_What is required_
Return the lines word for word, starting with the first line of the items and going on through the line that contains "box: [50, 135, 60, 144]", both ends included. Leave the pictures out of your answer.

_Available data_
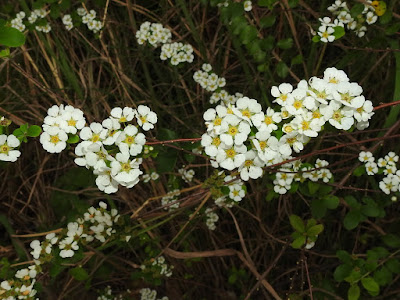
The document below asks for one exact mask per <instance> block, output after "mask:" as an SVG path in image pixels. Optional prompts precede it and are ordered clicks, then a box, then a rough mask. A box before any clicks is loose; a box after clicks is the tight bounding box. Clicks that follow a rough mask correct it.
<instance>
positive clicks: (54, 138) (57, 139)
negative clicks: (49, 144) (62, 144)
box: [50, 135, 60, 144]
mask: <svg viewBox="0 0 400 300" xmlns="http://www.w3.org/2000/svg"><path fill="white" fill-rule="evenodd" d="M59 141H60V138H59V137H58V135H52V136H50V143H53V144H57V143H58V142H59Z"/></svg>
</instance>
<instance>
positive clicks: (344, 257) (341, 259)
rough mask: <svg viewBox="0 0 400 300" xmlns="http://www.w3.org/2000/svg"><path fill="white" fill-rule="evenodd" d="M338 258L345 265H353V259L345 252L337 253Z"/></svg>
mask: <svg viewBox="0 0 400 300" xmlns="http://www.w3.org/2000/svg"><path fill="white" fill-rule="evenodd" d="M336 256H337V257H338V258H339V259H340V260H341V261H342V262H344V263H345V264H348V265H351V264H352V263H353V258H352V257H351V255H350V254H349V253H348V252H347V251H345V250H338V251H336Z"/></svg>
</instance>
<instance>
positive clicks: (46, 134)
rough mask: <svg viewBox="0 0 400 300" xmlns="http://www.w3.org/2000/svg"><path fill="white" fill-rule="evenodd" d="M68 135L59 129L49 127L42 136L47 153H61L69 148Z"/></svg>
mask: <svg viewBox="0 0 400 300" xmlns="http://www.w3.org/2000/svg"><path fill="white" fill-rule="evenodd" d="M67 140H68V135H67V134H66V132H65V131H64V130H61V129H60V128H58V127H49V128H48V129H47V131H44V132H42V134H41V135H40V143H41V144H42V146H43V149H45V150H46V151H47V152H50V153H60V152H61V151H63V150H64V149H65V148H66V147H67V143H66V141H67Z"/></svg>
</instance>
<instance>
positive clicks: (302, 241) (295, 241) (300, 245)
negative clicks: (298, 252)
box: [292, 236, 306, 249]
mask: <svg viewBox="0 0 400 300" xmlns="http://www.w3.org/2000/svg"><path fill="white" fill-rule="evenodd" d="M305 242H306V237H305V236H300V237H298V238H297V239H295V240H294V241H293V242H292V247H293V248H294V249H300V248H301V247H302V246H303V245H304V243H305Z"/></svg>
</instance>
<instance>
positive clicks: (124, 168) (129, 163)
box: [121, 162, 131, 172]
mask: <svg viewBox="0 0 400 300" xmlns="http://www.w3.org/2000/svg"><path fill="white" fill-rule="evenodd" d="M121 169H122V170H123V171H124V172H129V170H130V169H131V165H130V163H129V162H127V163H123V164H121Z"/></svg>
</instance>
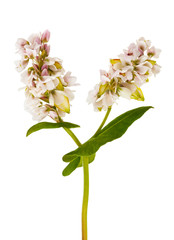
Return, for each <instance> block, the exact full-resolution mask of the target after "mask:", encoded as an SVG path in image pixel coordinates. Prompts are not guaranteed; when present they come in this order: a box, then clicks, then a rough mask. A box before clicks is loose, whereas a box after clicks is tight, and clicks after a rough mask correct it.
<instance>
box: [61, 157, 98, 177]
mask: <svg viewBox="0 0 174 240" xmlns="http://www.w3.org/2000/svg"><path fill="white" fill-rule="evenodd" d="M94 159H95V154H93V155H92V156H89V158H88V163H91V162H93V161H94ZM78 167H82V160H81V157H77V158H75V159H74V160H73V161H72V162H70V163H69V164H68V165H67V166H66V168H65V169H64V170H63V172H62V175H63V176H64V177H65V176H69V175H70V174H71V173H72V172H74V170H76V168H78Z"/></svg>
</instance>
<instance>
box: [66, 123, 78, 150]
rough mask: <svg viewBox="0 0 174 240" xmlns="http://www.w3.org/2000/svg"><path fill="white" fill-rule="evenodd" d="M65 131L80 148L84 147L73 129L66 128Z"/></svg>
mask: <svg viewBox="0 0 174 240" xmlns="http://www.w3.org/2000/svg"><path fill="white" fill-rule="evenodd" d="M64 130H65V131H66V132H67V133H68V134H69V135H70V137H71V138H72V139H73V140H74V142H75V143H76V144H77V146H78V147H80V146H81V145H82V144H81V142H80V141H79V139H78V138H77V137H76V135H75V134H74V133H73V132H72V131H71V129H69V128H65V127H64Z"/></svg>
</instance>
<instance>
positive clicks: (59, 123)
mask: <svg viewBox="0 0 174 240" xmlns="http://www.w3.org/2000/svg"><path fill="white" fill-rule="evenodd" d="M60 127H65V128H77V127H80V126H79V125H77V124H74V123H69V122H59V123H51V122H40V123H37V124H35V125H33V126H32V127H31V128H29V129H28V131H27V134H26V136H29V135H30V134H31V133H33V132H36V131H39V130H41V129H48V128H60Z"/></svg>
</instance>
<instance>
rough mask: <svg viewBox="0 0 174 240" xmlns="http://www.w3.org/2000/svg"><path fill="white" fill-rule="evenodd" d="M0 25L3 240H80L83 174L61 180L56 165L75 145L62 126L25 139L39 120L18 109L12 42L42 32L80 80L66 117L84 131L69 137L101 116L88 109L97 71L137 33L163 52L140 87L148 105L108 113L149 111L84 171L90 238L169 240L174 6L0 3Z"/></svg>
mask: <svg viewBox="0 0 174 240" xmlns="http://www.w3.org/2000/svg"><path fill="white" fill-rule="evenodd" d="M0 22H1V37H0V43H1V44H0V46H1V52H0V53H1V55H0V56H1V57H0V61H1V63H0V66H1V70H0V71H1V91H0V96H1V118H0V121H1V134H0V136H1V160H0V239H1V240H14V239H17V240H31V239H32V240H57V239H61V240H68V239H73V240H78V239H81V202H82V192H83V175H82V169H78V170H76V171H75V172H74V173H73V174H72V175H71V176H69V177H66V178H64V177H63V176H62V170H63V168H64V167H65V166H66V164H65V163H64V162H63V161H62V160H61V157H62V156H63V155H64V154H65V153H67V152H69V151H71V150H73V149H75V148H76V146H75V144H74V143H73V141H72V140H71V139H70V138H69V136H68V135H67V134H66V133H65V132H63V130H62V129H57V130H42V131H40V132H37V133H35V134H33V135H31V136H29V137H28V138H26V137H25V133H26V131H27V129H28V128H29V127H30V126H31V125H33V124H34V123H36V122H34V121H33V120H32V118H31V116H30V115H29V114H28V113H27V112H25V111H24V108H23V103H24V99H25V98H24V91H18V88H20V87H23V85H22V83H21V82H20V76H19V74H18V73H17V72H16V70H15V67H14V61H15V60H16V59H18V56H17V55H15V47H14V45H15V42H16V39H17V38H18V37H22V38H27V37H28V36H29V35H30V34H31V33H37V32H40V31H44V30H45V29H49V30H50V31H51V39H50V44H51V56H55V57H59V58H61V59H63V61H64V62H63V63H64V67H65V69H66V70H70V71H72V73H73V75H75V76H77V78H78V82H79V83H80V86H79V87H77V89H76V98H75V100H74V101H73V102H72V105H73V106H72V108H71V109H72V110H71V114H70V115H69V116H67V117H66V118H65V120H66V121H71V122H73V123H77V124H80V125H81V129H75V130H74V132H75V133H76V134H77V136H78V137H79V138H80V140H81V141H82V142H84V141H85V140H87V139H88V138H89V137H90V136H91V135H92V134H93V133H94V131H95V130H96V128H97V127H98V125H99V123H100V122H101V121H102V119H103V117H104V112H102V113H95V112H93V108H92V105H89V106H88V105H87V103H86V97H87V94H88V91H89V90H90V89H92V88H93V86H94V85H95V84H96V83H97V82H98V81H99V69H106V70H107V69H108V66H109V59H110V58H114V57H116V56H117V55H118V54H119V53H121V52H122V49H124V48H127V47H128V45H129V44H130V43H131V42H133V41H135V40H136V39H138V38H139V37H141V36H144V37H145V38H147V39H150V40H151V41H152V43H153V44H154V45H155V46H156V47H158V48H161V49H162V53H161V56H160V58H159V60H158V61H159V62H158V63H159V64H160V65H161V66H162V70H161V73H160V74H159V75H157V77H156V78H153V77H152V78H151V79H150V82H149V83H148V84H147V85H146V86H144V87H143V92H144V95H145V98H146V100H145V102H137V101H134V100H131V101H128V100H124V99H120V100H119V102H118V105H115V106H114V107H113V110H112V112H111V114H110V116H109V120H112V119H113V118H115V117H116V116H117V115H118V114H121V113H123V112H125V111H127V110H129V109H132V108H134V107H138V106H144V105H152V106H154V107H155V108H154V109H151V110H149V111H148V112H147V113H146V114H145V115H144V116H143V117H142V119H140V120H138V121H137V122H136V123H134V124H133V125H132V126H131V127H130V128H129V130H128V131H127V132H126V134H125V135H124V136H123V137H122V138H121V139H118V140H117V141H115V142H112V143H110V144H107V145H106V146H104V147H102V148H101V149H100V151H99V152H98V153H97V157H96V160H95V161H94V162H93V164H91V165H90V198H89V214H88V222H89V224H88V236H89V240H96V239H97V240H98V239H101V240H106V239H111V240H112V239H113V240H147V239H148V240H166V239H167V240H173V239H174V154H173V134H174V128H173V122H174V117H173V115H172V113H173V109H174V104H173V103H174V101H173V88H174V83H173V81H174V77H173V76H174V75H173V69H174V65H173V64H174V60H173V54H174V52H173V46H174V36H173V22H174V16H173V7H172V1H169V0H166V1H149V0H146V1H138V0H132V1H114V0H107V1H102V0H100V1H96V0H93V1H92V0H88V1H82V0H81V1H80V0H73V1H70V0H69V1H66V0H62V1H59V0H57V1H52V0H49V1H34V0H30V1H19V0H16V1H3V3H1V15H0ZM47 120H49V119H47ZM109 120H108V121H109Z"/></svg>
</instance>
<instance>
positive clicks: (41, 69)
mask: <svg viewBox="0 0 174 240" xmlns="http://www.w3.org/2000/svg"><path fill="white" fill-rule="evenodd" d="M49 38H50V32H49V31H48V30H46V31H45V32H44V33H42V34H41V33H39V34H33V35H31V36H30V37H29V39H28V40H25V39H22V38H19V39H18V40H17V42H16V47H17V52H18V53H19V54H20V55H21V60H19V61H16V69H17V71H19V72H21V71H22V74H21V80H22V82H23V83H24V84H25V85H26V90H25V94H26V101H25V107H26V110H28V111H29V112H30V113H31V114H32V115H33V119H34V120H37V121H40V120H42V119H43V118H45V117H46V116H50V117H51V118H52V119H54V120H55V121H56V122H58V121H60V120H61V117H63V116H64V115H65V113H69V112H70V103H69V101H70V100H72V99H73V98H74V95H73V91H72V90H71V89H70V88H69V87H71V86H73V85H77V84H76V83H75V82H76V78H75V77H72V76H71V73H70V72H67V73H65V70H64V68H63V67H62V61H61V60H60V59H59V58H52V57H49V52H50V46H49V45H48V44H47V42H48V41H49ZM29 64H30V65H29ZM28 65H29V66H28ZM27 66H28V67H27ZM24 69H25V70H24Z"/></svg>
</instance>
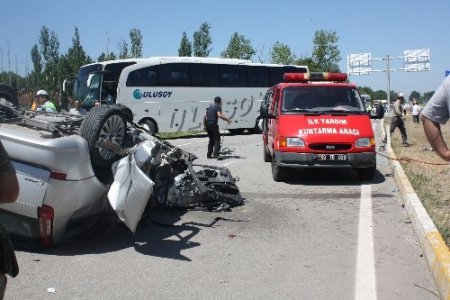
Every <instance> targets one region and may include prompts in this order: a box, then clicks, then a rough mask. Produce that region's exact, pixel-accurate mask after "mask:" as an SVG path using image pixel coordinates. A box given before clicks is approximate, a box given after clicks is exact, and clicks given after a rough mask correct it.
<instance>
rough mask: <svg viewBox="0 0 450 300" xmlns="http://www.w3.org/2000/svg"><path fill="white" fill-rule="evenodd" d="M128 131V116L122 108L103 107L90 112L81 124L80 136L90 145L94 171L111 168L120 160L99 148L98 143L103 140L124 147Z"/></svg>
mask: <svg viewBox="0 0 450 300" xmlns="http://www.w3.org/2000/svg"><path fill="white" fill-rule="evenodd" d="M126 130H127V121H126V116H125V115H124V114H123V112H122V111H121V109H120V108H118V107H116V106H109V105H102V106H99V107H94V108H92V109H91V110H90V111H89V113H88V114H87V115H86V118H85V119H84V120H83V123H81V126H80V136H81V137H83V138H84V139H85V140H86V141H87V143H88V148H89V154H90V158H91V163H92V166H93V167H94V169H95V168H96V167H99V168H104V167H109V166H111V164H112V163H113V162H114V161H116V160H117V158H118V156H117V155H116V154H114V153H113V152H112V151H111V150H108V149H105V148H99V147H97V145H96V144H97V141H98V140H99V139H100V138H103V139H106V140H108V141H111V142H113V143H114V144H117V145H118V146H120V147H122V146H124V144H125V135H126Z"/></svg>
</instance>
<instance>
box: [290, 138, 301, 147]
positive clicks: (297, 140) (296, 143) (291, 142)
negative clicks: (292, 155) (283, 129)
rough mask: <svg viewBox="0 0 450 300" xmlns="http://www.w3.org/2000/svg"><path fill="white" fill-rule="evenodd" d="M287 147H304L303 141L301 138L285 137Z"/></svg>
mask: <svg viewBox="0 0 450 300" xmlns="http://www.w3.org/2000/svg"><path fill="white" fill-rule="evenodd" d="M286 146H287V147H305V142H304V141H303V140H302V139H301V138H286Z"/></svg>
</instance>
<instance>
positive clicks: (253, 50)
mask: <svg viewBox="0 0 450 300" xmlns="http://www.w3.org/2000/svg"><path fill="white" fill-rule="evenodd" d="M255 53H256V51H255V49H253V47H252V45H251V42H250V40H249V39H246V38H245V37H244V36H243V35H239V34H238V33H237V32H235V33H233V35H232V36H231V38H230V42H229V43H228V47H227V48H226V49H225V50H224V51H222V53H221V54H220V56H222V57H225V58H238V59H251V58H252V56H253V55H255Z"/></svg>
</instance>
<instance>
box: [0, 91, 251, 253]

_Solution to the problem_
The document below asks for one exact mask per <instance> block, output after "mask:" as an SVG path in image pixels. Optional prompts precede it and are ordered clicks, then a box, then a rough mask. A box before any clicks is loose; a box after clicks is the tight bounding box. Clicks that follow a rough mask correct it.
<instance>
positive clicks: (54, 138) (57, 139)
negative clicks: (49, 144) (62, 144)
box: [50, 135, 60, 144]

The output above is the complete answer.